EXERCISE OBJECTIVE - All entries that follow are to be printed exactly as written.

===

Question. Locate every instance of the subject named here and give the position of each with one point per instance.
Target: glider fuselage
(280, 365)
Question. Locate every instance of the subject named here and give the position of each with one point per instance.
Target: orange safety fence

===

RESPONSE BELOW -
Question. Locate every instance of the subject named here and give the position of each with one point per instance.
Target: glider fuselage
(280, 365)
Question. Locate every instance of the subject named here and give the position of each with one point per instance.
Target: orange safety fence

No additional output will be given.